Referring expression pointing data
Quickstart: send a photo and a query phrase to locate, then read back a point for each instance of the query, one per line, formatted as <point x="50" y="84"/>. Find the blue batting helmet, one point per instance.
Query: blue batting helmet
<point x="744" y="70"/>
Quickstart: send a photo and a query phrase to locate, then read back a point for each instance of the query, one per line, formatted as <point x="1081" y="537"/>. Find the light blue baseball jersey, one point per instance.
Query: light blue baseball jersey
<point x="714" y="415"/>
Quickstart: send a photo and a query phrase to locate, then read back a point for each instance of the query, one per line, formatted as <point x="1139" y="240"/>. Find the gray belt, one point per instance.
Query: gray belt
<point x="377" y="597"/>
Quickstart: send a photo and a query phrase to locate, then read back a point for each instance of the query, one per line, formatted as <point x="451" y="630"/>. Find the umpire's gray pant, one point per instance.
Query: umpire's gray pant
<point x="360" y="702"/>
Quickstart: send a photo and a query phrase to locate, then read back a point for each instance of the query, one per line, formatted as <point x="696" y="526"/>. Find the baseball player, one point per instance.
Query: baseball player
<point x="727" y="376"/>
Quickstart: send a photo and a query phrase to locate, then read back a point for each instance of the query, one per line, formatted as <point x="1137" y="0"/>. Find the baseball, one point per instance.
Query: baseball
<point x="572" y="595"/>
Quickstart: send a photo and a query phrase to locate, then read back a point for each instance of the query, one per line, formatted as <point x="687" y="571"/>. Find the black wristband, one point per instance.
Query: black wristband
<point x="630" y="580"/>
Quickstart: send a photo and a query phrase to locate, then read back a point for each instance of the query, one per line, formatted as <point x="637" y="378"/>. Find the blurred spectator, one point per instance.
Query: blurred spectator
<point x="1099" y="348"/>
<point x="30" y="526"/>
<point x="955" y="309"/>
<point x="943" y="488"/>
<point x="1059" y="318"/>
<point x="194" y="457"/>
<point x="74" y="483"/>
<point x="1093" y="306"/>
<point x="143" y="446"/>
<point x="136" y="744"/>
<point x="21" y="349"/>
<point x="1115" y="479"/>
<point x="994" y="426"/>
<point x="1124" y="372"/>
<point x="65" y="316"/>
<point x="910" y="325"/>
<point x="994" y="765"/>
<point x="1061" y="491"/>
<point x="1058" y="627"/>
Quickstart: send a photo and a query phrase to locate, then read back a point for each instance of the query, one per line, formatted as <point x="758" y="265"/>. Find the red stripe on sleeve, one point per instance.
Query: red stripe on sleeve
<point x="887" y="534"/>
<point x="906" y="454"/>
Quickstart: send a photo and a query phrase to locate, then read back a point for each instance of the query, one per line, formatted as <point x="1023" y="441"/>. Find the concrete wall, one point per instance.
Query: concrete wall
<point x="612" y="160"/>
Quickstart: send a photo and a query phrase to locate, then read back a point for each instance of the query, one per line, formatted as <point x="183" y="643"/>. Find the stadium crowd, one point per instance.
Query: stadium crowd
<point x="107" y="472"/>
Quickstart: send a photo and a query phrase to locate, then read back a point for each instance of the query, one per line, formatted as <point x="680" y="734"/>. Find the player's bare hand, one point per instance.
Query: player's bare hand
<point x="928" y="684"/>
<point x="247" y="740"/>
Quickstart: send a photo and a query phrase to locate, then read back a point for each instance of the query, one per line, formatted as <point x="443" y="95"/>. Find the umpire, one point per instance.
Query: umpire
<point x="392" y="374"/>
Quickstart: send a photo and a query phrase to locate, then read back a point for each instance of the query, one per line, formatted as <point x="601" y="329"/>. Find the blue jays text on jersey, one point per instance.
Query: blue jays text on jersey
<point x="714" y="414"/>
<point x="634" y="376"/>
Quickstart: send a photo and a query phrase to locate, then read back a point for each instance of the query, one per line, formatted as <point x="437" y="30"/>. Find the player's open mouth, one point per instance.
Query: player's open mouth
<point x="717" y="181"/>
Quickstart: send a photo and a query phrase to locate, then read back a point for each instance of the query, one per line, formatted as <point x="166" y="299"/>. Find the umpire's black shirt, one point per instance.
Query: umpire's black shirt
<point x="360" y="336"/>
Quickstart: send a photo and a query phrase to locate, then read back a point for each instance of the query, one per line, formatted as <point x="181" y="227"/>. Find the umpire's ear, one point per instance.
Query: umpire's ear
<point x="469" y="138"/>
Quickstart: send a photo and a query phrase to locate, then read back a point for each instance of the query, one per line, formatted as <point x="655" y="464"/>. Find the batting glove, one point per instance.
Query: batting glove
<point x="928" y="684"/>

WHAT THE TASK ASKS —
Each record must be output word for word.

RESULT FOR THIS EXERCISE —
Quickstart: send a photo and a query phrase to locate, then read back a point for each instance of the query, one per line, formatted as <point x="50" y="84"/>. Find the blue batting helmet, one point per instance.
Query: blue batting helmet
<point x="744" y="70"/>
Quickstart: send a photo and a query phrase to locate, then read back a point for each instance of the query, one per line, formatted as <point x="1081" y="537"/>. Find the light blue baseball jersey, one point per instance.
Query: light blue baseball jersey
<point x="714" y="415"/>
Quickstart: send a photo and a query phrase to locate, then read back a point for each instance of the query, one per line, formatted as <point x="1139" y="240"/>. Find the gray belt, one point per instance.
Query: gray belt
<point x="377" y="597"/>
Quickstart: send a photo and a query phrase to locate, then read back a point for each instance of the query, one per line, formatted as <point x="451" y="630"/>. Find the umpire's gray pant, one point per instance.
Query: umpire's gray pant
<point x="360" y="702"/>
Quickstart: send a photo and a query phrase to locate, then read back a point for each instance of the query, one per line, formatted as <point x="696" y="526"/>. Find the baseball player, one point per instance.
Query: baseball player
<point x="727" y="376"/>
Quickstart: send a photo and a query phrase to locate, then read back a point for each instance of the query, one per line, formatted as <point x="1137" y="0"/>. Find the baseball, one point per instance.
Query: baseball
<point x="572" y="595"/>
Quickstart: send a photo and a query phrase to locate, then read back a point for each instance of the query, one per line, formatted as <point x="687" y="571"/>. Find the black wristband, one point per instance.
Query: black wristband
<point x="630" y="580"/>
Quickstart: send a photo and a query phrase to locate, then read back a point for each instance of the query, one per line, formatted as <point x="637" y="378"/>. Find the blurred spectator, one point per instance.
Query: blurred spectator
<point x="1099" y="348"/>
<point x="30" y="526"/>
<point x="955" y="309"/>
<point x="943" y="488"/>
<point x="1059" y="318"/>
<point x="194" y="457"/>
<point x="74" y="483"/>
<point x="1093" y="306"/>
<point x="143" y="446"/>
<point x="136" y="744"/>
<point x="21" y="349"/>
<point x="1115" y="479"/>
<point x="994" y="426"/>
<point x="1124" y="372"/>
<point x="65" y="316"/>
<point x="910" y="325"/>
<point x="994" y="765"/>
<point x="1061" y="491"/>
<point x="1058" y="627"/>
Quickstart: send a photo and a query phrase to locate, then read back a point for each instance of the query, one per line, formatted as <point x="758" y="265"/>. Find the red stripe on sleeve, one point per instance.
Query: red stripe on sleeve
<point x="887" y="534"/>
<point x="906" y="454"/>
Quickstart: send a photo and a query phrase to locate, then read back a point for each instance of the query, one per line, formatted as <point x="1023" y="441"/>. Find the concrete wall, one point per instance.
Query: concrete wall
<point x="612" y="160"/>
Quickstart: send a photo and a query phrase to locate, then read back a point for each instance of the query, one per line, formatted as <point x="183" y="643"/>. Find the stadium crowd, one point per instance.
Query: stadium crowd
<point x="107" y="472"/>
Quickstart: send a photo and a query phrase to locate, then read back a point for each instance of the query, one per line, formatted as <point x="680" y="734"/>. Find the player's bare hand, one point per instance.
Query: player's bare hand
<point x="928" y="684"/>
<point x="247" y="740"/>
Quickstart: send a photo and a query phrase to locate, then read back a point for each instance of the query, one per line, formatted as <point x="443" y="95"/>. Find the umpire, one point per instance.
Query: umpire
<point x="392" y="374"/>
Quickstart: send a photo and a query phrase to locate, then read back a point for each instance of the query, one per line, formatted as <point x="601" y="329"/>. Find the blue jays text on jersey, one point per instance.
Query: blue jays text on jersey
<point x="714" y="414"/>
<point x="634" y="376"/>
Quickstart: send a photo and a query phrase to locate, then read back a point for each instance of the query, one per line, formatted as <point x="437" y="30"/>. Find the player's open mouth, one point per instance.
Query: player's open mouth
<point x="717" y="181"/>
Quickstart: send a photo and a query phrase to locate, then read back a point for each instance of the query, one per line, formatted as <point x="166" y="299"/>. Find the umpire's black shirt, one point per instance.
Query: umpire's black shirt
<point x="360" y="336"/>
Quickstart: send a photo and a query phrase to locate, then read back a point for each instance of the query, one per line, formatted as <point x="181" y="227"/>. Find the umpire's ear, one point per instance.
Query: umpire's ear
<point x="469" y="138"/>
Quickstart: send a photo and a query phrase to locate, then read back a point for each instance of the query, one per line, formatted as <point x="655" y="464"/>. Find the batting glove, one point per instance.
Query: batting glove
<point x="928" y="684"/>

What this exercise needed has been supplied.